BEGIN INFORMATION SHOWN
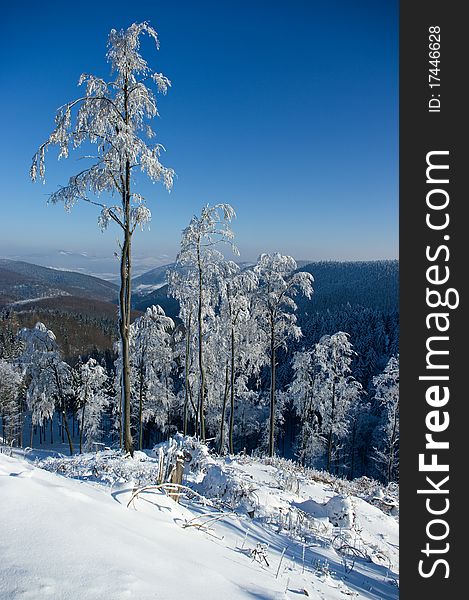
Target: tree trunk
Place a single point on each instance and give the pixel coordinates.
(124, 329)
(223, 412)
(186, 374)
(329, 439)
(125, 295)
(272, 390)
(232, 389)
(82, 426)
(140, 408)
(201, 362)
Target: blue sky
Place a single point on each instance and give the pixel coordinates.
(288, 111)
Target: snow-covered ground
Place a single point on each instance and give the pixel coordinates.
(73, 536)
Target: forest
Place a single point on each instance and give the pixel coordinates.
(248, 364)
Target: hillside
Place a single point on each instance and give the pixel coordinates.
(21, 281)
(372, 284)
(244, 529)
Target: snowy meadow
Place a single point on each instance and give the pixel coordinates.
(239, 437)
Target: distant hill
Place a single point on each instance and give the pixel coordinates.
(151, 280)
(370, 284)
(21, 281)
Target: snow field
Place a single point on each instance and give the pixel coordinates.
(64, 538)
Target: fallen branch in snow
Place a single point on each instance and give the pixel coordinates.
(171, 490)
(211, 518)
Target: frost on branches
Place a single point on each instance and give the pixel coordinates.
(11, 405)
(92, 400)
(195, 281)
(49, 378)
(114, 117)
(278, 283)
(387, 435)
(152, 365)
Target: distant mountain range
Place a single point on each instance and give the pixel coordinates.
(22, 281)
(36, 293)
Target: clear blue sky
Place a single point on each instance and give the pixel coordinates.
(286, 110)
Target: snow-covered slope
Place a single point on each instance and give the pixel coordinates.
(64, 538)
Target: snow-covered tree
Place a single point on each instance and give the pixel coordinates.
(113, 116)
(92, 399)
(387, 395)
(195, 282)
(278, 283)
(152, 367)
(48, 376)
(337, 388)
(305, 394)
(10, 402)
(245, 352)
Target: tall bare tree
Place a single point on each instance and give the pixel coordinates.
(114, 117)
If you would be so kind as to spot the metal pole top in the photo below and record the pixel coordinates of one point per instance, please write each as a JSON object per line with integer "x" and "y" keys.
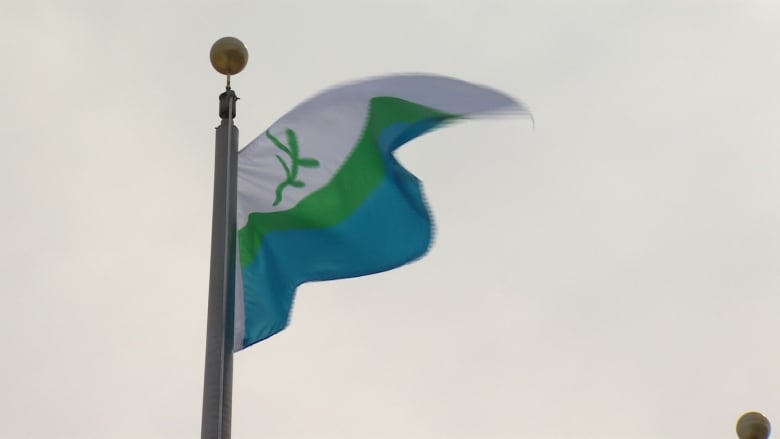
{"x": 753, "y": 425}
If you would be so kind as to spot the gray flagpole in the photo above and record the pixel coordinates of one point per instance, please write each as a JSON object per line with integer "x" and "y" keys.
{"x": 228, "y": 56}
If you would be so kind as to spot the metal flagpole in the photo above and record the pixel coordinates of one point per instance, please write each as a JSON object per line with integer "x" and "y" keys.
{"x": 228, "y": 56}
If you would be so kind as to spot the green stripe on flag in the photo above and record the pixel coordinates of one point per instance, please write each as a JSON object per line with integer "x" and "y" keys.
{"x": 360, "y": 175}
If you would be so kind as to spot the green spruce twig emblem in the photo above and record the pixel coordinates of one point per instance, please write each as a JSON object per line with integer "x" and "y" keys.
{"x": 291, "y": 149}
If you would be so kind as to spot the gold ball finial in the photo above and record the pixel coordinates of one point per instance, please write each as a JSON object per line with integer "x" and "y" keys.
{"x": 753, "y": 425}
{"x": 229, "y": 55}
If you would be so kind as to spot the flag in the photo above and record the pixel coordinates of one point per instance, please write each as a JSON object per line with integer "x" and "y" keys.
{"x": 321, "y": 197}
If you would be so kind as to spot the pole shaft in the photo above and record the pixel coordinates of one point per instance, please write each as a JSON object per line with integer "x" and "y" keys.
{"x": 218, "y": 375}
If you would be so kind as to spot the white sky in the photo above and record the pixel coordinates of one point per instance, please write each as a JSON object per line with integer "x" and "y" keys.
{"x": 610, "y": 273}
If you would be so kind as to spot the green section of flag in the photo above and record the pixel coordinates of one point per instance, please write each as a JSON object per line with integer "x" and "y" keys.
{"x": 359, "y": 176}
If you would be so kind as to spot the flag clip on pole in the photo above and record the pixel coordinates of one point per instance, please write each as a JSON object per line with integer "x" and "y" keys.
{"x": 228, "y": 56}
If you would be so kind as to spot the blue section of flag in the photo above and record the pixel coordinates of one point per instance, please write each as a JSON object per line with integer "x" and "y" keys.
{"x": 391, "y": 228}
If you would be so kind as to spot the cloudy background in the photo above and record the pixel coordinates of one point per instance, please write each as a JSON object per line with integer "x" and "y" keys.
{"x": 611, "y": 272}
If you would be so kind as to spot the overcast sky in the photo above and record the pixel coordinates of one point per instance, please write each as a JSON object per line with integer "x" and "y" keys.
{"x": 611, "y": 273}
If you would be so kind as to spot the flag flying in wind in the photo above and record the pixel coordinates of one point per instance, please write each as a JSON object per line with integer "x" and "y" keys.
{"x": 321, "y": 197}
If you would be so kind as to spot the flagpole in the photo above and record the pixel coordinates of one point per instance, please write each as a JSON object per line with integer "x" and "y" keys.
{"x": 228, "y": 56}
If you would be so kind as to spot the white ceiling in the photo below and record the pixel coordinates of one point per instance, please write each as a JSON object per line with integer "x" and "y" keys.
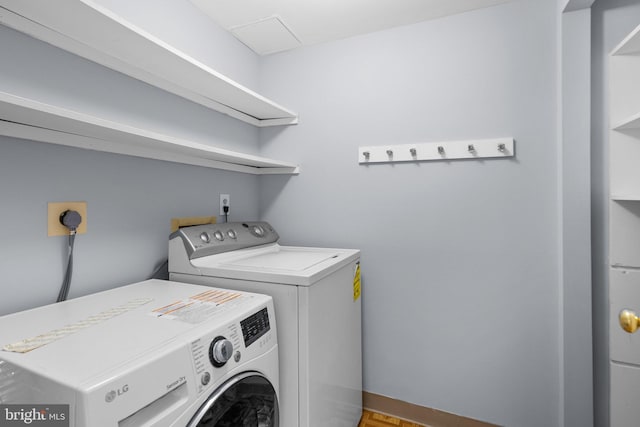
{"x": 269, "y": 26}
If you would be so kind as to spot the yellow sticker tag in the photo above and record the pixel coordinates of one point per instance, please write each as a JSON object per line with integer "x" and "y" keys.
{"x": 357, "y": 289}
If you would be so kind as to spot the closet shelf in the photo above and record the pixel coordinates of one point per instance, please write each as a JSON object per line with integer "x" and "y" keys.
{"x": 630, "y": 45}
{"x": 91, "y": 31}
{"x": 632, "y": 122}
{"x": 30, "y": 119}
{"x": 620, "y": 197}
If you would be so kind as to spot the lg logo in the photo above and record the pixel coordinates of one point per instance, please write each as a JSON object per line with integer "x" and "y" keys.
{"x": 111, "y": 396}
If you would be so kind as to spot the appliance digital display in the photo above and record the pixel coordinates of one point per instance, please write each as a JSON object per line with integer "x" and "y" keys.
{"x": 255, "y": 326}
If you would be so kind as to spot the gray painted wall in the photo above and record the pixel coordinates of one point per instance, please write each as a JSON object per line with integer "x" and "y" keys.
{"x": 575, "y": 151}
{"x": 612, "y": 21}
{"x": 461, "y": 287}
{"x": 130, "y": 200}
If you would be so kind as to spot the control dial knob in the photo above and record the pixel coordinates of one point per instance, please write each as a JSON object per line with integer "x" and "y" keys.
{"x": 220, "y": 351}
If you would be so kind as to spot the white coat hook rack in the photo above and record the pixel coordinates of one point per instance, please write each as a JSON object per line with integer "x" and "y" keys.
{"x": 450, "y": 150}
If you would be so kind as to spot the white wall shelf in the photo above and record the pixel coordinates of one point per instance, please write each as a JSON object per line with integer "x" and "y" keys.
{"x": 624, "y": 220}
{"x": 93, "y": 32}
{"x": 632, "y": 122}
{"x": 30, "y": 119}
{"x": 430, "y": 151}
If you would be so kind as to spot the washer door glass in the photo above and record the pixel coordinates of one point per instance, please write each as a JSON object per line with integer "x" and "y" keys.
{"x": 247, "y": 400}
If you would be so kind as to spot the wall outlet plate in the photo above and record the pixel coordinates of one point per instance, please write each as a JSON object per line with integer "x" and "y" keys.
{"x": 225, "y": 200}
{"x": 55, "y": 209}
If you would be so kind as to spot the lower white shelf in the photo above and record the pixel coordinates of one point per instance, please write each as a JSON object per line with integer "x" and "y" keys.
{"x": 29, "y": 119}
{"x": 429, "y": 151}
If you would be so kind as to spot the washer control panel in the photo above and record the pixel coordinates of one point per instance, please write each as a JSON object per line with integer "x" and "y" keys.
{"x": 210, "y": 239}
{"x": 223, "y": 349}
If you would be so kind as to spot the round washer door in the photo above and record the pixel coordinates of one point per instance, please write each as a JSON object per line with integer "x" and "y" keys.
{"x": 246, "y": 400}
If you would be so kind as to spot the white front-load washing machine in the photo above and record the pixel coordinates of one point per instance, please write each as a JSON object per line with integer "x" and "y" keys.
{"x": 317, "y": 301}
{"x": 155, "y": 353}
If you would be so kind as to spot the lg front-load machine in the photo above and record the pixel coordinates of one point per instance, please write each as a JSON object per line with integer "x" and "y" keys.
{"x": 317, "y": 302}
{"x": 155, "y": 353}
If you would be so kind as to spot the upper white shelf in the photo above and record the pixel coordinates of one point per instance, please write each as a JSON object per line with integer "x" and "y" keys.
{"x": 93, "y": 32}
{"x": 632, "y": 122}
{"x": 630, "y": 45}
{"x": 30, "y": 119}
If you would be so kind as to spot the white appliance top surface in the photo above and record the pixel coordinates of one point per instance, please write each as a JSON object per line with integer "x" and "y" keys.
{"x": 277, "y": 264}
{"x": 287, "y": 259}
{"x": 87, "y": 337}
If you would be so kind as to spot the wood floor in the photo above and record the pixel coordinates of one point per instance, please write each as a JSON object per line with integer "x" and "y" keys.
{"x": 373, "y": 419}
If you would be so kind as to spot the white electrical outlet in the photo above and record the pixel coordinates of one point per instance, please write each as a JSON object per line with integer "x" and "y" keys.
{"x": 225, "y": 201}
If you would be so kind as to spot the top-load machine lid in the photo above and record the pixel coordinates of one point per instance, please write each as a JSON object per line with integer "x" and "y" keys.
{"x": 250, "y": 251}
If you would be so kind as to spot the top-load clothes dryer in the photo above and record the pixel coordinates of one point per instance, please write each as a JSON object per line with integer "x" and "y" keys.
{"x": 317, "y": 301}
{"x": 154, "y": 353}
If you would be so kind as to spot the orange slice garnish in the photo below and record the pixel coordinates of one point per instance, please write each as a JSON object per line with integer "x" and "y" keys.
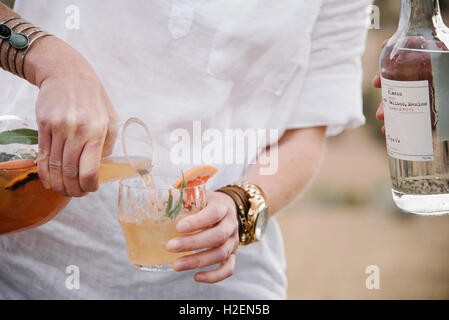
{"x": 196, "y": 176}
{"x": 17, "y": 164}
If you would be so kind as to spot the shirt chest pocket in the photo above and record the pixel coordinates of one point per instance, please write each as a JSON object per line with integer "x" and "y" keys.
{"x": 259, "y": 47}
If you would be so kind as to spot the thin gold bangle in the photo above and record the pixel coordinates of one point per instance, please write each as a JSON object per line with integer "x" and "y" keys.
{"x": 40, "y": 36}
{"x": 16, "y": 50}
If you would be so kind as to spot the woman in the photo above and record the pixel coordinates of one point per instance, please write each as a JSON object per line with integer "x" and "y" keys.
{"x": 292, "y": 66}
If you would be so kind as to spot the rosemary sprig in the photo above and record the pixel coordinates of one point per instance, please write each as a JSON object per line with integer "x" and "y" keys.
{"x": 23, "y": 136}
{"x": 170, "y": 212}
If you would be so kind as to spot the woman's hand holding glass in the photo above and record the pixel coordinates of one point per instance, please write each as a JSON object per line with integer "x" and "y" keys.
{"x": 214, "y": 230}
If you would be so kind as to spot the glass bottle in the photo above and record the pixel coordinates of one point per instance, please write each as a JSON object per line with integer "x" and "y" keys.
{"x": 415, "y": 94}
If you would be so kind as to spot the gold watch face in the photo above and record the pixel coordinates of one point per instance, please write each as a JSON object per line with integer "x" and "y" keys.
{"x": 261, "y": 223}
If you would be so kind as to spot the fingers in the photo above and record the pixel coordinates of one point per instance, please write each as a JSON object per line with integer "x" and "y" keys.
{"x": 55, "y": 162}
{"x": 70, "y": 167}
{"x": 209, "y": 216}
{"x": 44, "y": 145}
{"x": 209, "y": 257}
{"x": 89, "y": 164}
{"x": 209, "y": 238}
{"x": 224, "y": 271}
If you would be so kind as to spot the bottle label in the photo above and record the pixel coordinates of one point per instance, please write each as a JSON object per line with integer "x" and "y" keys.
{"x": 407, "y": 119}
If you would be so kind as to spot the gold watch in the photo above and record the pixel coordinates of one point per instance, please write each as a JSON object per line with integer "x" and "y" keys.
{"x": 255, "y": 222}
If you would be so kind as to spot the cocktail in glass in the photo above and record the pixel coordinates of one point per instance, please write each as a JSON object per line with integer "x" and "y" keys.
{"x": 148, "y": 217}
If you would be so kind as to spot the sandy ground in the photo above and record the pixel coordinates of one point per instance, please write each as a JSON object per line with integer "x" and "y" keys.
{"x": 347, "y": 221}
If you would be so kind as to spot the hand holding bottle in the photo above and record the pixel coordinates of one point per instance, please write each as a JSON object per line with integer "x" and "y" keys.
{"x": 72, "y": 112}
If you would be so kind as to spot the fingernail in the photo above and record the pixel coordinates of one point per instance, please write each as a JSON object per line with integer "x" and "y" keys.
{"x": 173, "y": 244}
{"x": 200, "y": 277}
{"x": 180, "y": 265}
{"x": 182, "y": 226}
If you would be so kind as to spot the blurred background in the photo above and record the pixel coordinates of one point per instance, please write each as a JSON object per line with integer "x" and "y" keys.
{"x": 347, "y": 221}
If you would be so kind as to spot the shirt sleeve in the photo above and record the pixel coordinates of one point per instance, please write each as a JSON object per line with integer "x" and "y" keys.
{"x": 331, "y": 93}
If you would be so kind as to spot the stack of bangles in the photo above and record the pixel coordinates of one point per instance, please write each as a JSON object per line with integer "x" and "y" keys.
{"x": 16, "y": 37}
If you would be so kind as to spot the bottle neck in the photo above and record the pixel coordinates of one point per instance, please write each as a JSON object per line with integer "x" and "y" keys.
{"x": 420, "y": 14}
END INFORMATION SHOWN
YOUR ASSIGNMENT: All lines from the beginning of the material above through the line holding "Target: hillside" are to be given again exactly, and no others; pictures do not go in.

ANSWER AREA:
Target: tree trunk
Place a single point on each instance and give the pixel coordinates.
(124, 329)
(223, 412)
(186, 374)
(329, 439)
(125, 295)
(272, 390)
(232, 389)
(82, 426)
(140, 408)
(201, 362)
Target: blue sky
Place a single point on each instance and give the pixel coordinates.
(288, 111)
Target: snow-covered ground
Place a single point on each instance and give the pixel coordinates.
(73, 536)
Target: forest
Place a single point on each instance and give the pixel coordinates.
(248, 364)
Target: hillside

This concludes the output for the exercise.